PS-please don't report that you had the same problems that have already been described, unless of course that venting helps ameliorate your frustration.


----------



## alc112

HI!!!
Today at 7:25 Am, this window appeared:.
http://xs.to/xs.php?h=xs35&d=05262&f=12.JPG


----------



## mkellogg

I think that getting rid of the search feature has fixed the issue.  Unfortunately, we don't have the search feature now! (Except for the Google search below.)

Give me some time to find a way to make it all work.

Alc, it sounds like you should scan your computer with an anti-spyware scanner.  You can use this one for free: http://www.microsoft.com/athome/security/spyware/software/default.mspx
(Actually, all Windows users should download and use this...)

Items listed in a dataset
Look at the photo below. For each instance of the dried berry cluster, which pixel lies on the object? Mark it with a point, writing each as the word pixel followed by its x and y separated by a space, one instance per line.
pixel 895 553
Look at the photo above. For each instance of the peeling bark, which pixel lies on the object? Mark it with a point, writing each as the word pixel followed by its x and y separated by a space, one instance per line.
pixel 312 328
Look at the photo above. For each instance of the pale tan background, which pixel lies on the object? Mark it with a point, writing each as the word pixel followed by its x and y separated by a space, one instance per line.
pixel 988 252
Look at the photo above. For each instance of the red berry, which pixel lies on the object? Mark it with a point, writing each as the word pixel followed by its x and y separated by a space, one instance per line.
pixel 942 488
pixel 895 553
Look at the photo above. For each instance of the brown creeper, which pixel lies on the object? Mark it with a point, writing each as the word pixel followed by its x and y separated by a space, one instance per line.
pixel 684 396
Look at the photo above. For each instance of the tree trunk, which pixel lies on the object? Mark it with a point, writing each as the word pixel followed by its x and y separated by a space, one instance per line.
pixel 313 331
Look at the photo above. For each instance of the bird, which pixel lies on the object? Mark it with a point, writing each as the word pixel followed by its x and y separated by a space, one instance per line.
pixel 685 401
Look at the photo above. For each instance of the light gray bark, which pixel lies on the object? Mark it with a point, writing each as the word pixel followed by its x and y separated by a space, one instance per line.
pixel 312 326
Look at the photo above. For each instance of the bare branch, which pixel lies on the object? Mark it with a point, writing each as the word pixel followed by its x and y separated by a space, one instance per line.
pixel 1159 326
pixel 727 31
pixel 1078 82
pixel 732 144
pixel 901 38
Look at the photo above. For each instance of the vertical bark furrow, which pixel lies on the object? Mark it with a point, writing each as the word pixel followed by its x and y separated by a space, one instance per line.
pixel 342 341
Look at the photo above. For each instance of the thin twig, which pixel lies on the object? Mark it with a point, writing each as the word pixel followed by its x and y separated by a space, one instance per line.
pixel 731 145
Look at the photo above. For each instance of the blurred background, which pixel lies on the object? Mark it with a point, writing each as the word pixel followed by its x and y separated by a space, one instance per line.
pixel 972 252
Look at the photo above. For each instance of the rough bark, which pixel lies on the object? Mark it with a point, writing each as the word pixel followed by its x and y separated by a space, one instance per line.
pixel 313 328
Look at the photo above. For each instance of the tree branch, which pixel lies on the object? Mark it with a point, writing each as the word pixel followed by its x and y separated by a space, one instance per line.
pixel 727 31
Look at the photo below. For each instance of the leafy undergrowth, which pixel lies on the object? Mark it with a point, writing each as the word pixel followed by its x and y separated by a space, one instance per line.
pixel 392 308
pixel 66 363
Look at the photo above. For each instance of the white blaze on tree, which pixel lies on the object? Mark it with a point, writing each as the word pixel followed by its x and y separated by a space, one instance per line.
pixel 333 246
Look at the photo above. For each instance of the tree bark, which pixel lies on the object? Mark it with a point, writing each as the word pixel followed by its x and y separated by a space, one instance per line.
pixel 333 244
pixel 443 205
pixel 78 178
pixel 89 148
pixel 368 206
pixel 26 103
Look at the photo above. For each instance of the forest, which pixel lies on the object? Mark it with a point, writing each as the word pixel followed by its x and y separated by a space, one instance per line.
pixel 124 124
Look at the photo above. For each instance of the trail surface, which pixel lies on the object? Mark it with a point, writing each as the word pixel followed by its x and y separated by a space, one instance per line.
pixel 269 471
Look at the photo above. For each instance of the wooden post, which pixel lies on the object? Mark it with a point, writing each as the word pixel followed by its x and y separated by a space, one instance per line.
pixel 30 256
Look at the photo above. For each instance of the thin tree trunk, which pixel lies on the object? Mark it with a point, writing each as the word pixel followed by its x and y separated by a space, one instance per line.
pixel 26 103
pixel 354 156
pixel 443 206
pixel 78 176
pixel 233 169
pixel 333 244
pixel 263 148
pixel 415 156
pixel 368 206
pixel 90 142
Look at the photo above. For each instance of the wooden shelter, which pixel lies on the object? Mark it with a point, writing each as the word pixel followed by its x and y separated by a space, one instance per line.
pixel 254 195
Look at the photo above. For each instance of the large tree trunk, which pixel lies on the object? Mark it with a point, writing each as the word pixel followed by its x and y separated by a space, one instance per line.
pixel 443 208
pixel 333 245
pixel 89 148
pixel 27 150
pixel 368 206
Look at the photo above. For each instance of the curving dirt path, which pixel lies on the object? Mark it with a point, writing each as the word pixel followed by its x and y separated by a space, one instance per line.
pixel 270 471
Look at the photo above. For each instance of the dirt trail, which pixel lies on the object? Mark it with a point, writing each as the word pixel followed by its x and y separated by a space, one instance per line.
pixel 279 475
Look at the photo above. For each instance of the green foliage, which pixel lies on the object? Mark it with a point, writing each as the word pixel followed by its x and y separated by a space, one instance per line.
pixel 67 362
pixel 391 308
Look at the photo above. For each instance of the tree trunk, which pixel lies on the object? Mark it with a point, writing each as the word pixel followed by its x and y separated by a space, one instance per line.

* [WHAT YOU NEED TO DO]
- 1) Quote every sentence in mkellogg's reply in the forum thread that contains the word "search."
- 2) Extend the forum thread about the removed search feature with a further post that picks up after its last line.

* [ANSWERS TO EACH TASK]
- 1)
I think that getting rid of the search feature has fixed the issue.
Unfortunately, we don't have the search feature now!
(Except for the Google search below.)

- 2)
Mike


----------



## germinal

mkellogg said:
			
		

> I think that getting rid of the search feature has fixed the issue. Unfortunately, we don't have the search feature now! (Except for the Google search below.)
> 
> Give me some time to find a way to make it all work.
> 
> Alc, it sounds like you should scan your computer with an anti-spyware scanner. You can use this one for free: http://www.microsoft.com/athome/security/spyware/software/default.mspx
> (Actually, all Windows users should download and use this...)
> 
> Mike


 

I notice that the New Posts feature is not available now - has this gone the way of the Search feature or will it be restored?      


Germinal

.


----------



## VenusEnvy

germinal said:
			
		

> I notice that the New Posts feature is not available now - has this gone the way of the Search feature or will it be restored?


Look here, begin on post #5.


----------



## germinal

VenusEnvy said:
			
		

> Look here, begin on post #5.


 

Thanks Venus - I missed that - which is why I find_  New Posts _so useful.   


Germinal.


.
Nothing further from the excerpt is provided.